TEKS BACAAN:
____________________

Annisa Ratna Pratiwi
A.
Islam Rahmatan lil ‘Alamin
Pemikiran atau
konsep lahir dari konteks zamannya. Demikian pula dengan gagasan Islam
Rahmatan lil ‘Alamin ini. Secara bahasa, kata Islam berasal dari kata
salama yang berarti damai, kemanan, kenyamanan dan perlindungan.
Istilah
Islam rahmatan lil ‘alamin merupakan istilah yang bersumber dan
tercantum dalam Alquran (building in Islam), yakni dipetik dari salah
satu ayat yaitu, “Wa Maa arsalnaaka illaa rahmatan lil-‘aalamiin (Dan
tidaklah Kami mengutus kamu, melainkan untuk [menjadi] rahmat bagi semesta
alam).” Allah swt langsung yang
memberikan istilah tersebut untuk menyebut sebuah ajaran yang dibawa oleh Nabi
Muhammad saw.
Islam adalah
agama rahmatan lil’alamin, artinya agama Islam adalah agama terakhir
yang diturunkan Tuhan semesta alam untuk mengelola seluruh alam dunia ini
dengan penuh rahmat dan kasih sayang. Menurut Muhammad Tahir-ul-Qadri
dalam Fatwa tentang Terorisme dan Bom Bunuh Diri, “Seperti makna literalnya,
Islam adalah pernyataan absolut tentang perdamaian. Dan sebagai agama, Islam
adalah manifestasi damai itu sendiri. Islam mendorong manusia untuk menciptakan
hidup proporsional, damai, penuh kebaikan, keseimbangan, toleransi, sabar, dan
menahan amarah.” Dari kata salama menjadi yasaalamu, salaaman,
dan salaamatan, serta kata turunan lainnya, yang di dalam Alquran
menjelaskan bahwa setiap kata berasal, terderivasi, serta terkonjungsi dari
kata Islam, secara esensial merujuk kepada pengertian damai, keamanan, dan
kenyamanan.

____________________

DATA TUGAS:

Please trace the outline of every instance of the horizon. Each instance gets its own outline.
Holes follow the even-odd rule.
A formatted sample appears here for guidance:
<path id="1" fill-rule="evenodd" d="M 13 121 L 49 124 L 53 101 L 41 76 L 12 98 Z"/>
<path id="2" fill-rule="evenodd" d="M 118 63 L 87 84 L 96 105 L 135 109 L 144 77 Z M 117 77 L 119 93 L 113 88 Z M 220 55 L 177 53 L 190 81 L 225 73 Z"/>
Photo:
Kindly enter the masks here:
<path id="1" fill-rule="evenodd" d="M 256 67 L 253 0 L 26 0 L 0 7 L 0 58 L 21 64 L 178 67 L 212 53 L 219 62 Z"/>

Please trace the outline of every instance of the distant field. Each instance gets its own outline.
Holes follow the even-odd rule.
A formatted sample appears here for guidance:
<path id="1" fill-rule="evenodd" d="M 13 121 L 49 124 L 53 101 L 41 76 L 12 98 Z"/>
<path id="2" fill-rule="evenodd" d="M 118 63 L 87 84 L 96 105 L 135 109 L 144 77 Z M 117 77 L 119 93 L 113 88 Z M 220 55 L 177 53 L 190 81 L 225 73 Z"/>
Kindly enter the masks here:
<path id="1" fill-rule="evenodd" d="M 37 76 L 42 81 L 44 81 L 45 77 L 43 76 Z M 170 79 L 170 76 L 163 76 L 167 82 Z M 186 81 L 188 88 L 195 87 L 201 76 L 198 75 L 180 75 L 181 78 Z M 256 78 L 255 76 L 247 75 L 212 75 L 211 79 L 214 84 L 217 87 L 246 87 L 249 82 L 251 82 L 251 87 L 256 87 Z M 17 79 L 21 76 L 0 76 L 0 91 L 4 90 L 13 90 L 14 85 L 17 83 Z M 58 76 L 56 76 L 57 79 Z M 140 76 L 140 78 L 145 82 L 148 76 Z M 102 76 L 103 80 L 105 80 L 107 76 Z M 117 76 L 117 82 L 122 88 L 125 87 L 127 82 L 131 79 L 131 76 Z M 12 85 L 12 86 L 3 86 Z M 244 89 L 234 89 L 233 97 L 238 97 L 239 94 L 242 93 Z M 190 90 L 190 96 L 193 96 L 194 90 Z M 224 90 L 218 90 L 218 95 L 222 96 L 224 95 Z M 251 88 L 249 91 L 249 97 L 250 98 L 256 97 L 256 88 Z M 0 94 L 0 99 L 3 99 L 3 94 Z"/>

____________________

KERJAKAN BERIKUT INI:
a: Jawab pertanyaan berikut berdasarkan teks tentang Islam rahmatan lil ‘alamin.
(i) Kata Islam berasal dari kata apa?
(ii) Siapa yang langsung memberikan istilah Islam rahmatan lil ‘alamin?
(iii) Dalam karya apa Muhammad Tahir-ul-Qadri menyampaikan pendapat yang dikutip?
b: Ganti "trace" dengan "draw" di semua entri, lalu tulis kembali entri-entri itu tanpa perubahan lain.
Entri-entri di atas tidak berkaitan dengan teks tentang Islam rahmatan lil ‘alamin.

JAWABAN LATIHAN:
a:
(i) Dari kata salama.
(ii) Allah swt.
(iii) Dalam Fatwa tentang Terorisme dan Bom Bunuh Diri.

b:
Please draw the outline of every instance of the horizon. Each instance gets its own outline.
Holes follow the even-odd rule.
A formatted sample appears here for guidance:
<path id="1" fill-rule="evenodd" d="M 13 121 L 49 124 L 53 101 L 41 76 L 12 98 Z"/>
<path id="2" fill-rule="evenodd" d="M 118 63 L 87 84 L 96 105 L 135 109 L 144 77 Z M 117 77 L 119 93 L 113 88 Z M 220 55 L 177 53 L 190 81 L 225 73 Z"/>
Photo:
Kindly enter the masks here:
<path id="1" fill-rule="evenodd" d="M 256 67 L 253 0 L 26 0 L 0 7 L 0 58 L 21 64 L 178 67 L 212 53 L 219 62 Z"/>

Please draw the outline of every instance of the distant field. Each instance gets its own outline.
Holes follow the even-odd rule.
A formatted sample appears here for guidance:
<path id="1" fill-rule="evenodd" d="M 13 121 L 49 124 L 53 101 L 41 76 L 12 98 Z"/>
<path id="2" fill-rule="evenodd" d="M 118 63 L 87 84 L 96 105 L 135 109 L 144 77 Z M 117 77 L 119 93 L 113 88 Z M 220 55 L 177 53 L 190 81 L 225 73 Z"/>
Kindly enter the masks here:
<path id="1" fill-rule="evenodd" d="M 37 76 L 42 81 L 44 81 L 45 77 L 43 76 Z M 170 79 L 170 76 L 163 76 L 167 82 Z M 186 81 L 188 88 L 195 87 L 201 76 L 198 75 L 180 75 L 181 78 Z M 256 78 L 255 76 L 247 75 L 212 75 L 211 79 L 214 84 L 217 87 L 246 87 L 249 82 L 251 82 L 251 87 L 256 87 Z M 17 79 L 21 76 L 0 76 L 0 91 L 4 90 L 13 90 L 14 85 L 17 83 Z M 58 76 L 56 76 L 57 79 Z M 140 76 L 140 78 L 145 82 L 148 76 Z M 102 76 L 103 80 L 105 80 L 107 76 Z M 117 76 L 117 82 L 122 88 L 125 87 L 127 82 L 131 79 L 131 76 Z M 12 85 L 12 86 L 3 86 Z M 244 89 L 234 89 L 233 97 L 238 97 L 239 94 L 242 93 Z M 190 90 L 190 96 L 193 96 L 194 90 Z M 224 90 L 218 90 L 218 95 L 222 96 L 224 95 Z M 251 88 L 249 91 L 249 97 L 250 98 L 256 97 L 256 88 Z M 0 94 L 0 99 L 3 99 L 3 94 Z"/>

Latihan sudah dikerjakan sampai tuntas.